*Requirements*: Return the items word for word, from the line containing "[locate] blush pink dress (one point each)" down to the last line of the items.

"""

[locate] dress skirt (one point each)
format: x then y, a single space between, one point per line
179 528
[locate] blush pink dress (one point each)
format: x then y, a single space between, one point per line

"""

*Expected answer*:
[locate] blush pink dress (one point each)
format: x then y, a single space between, one point per line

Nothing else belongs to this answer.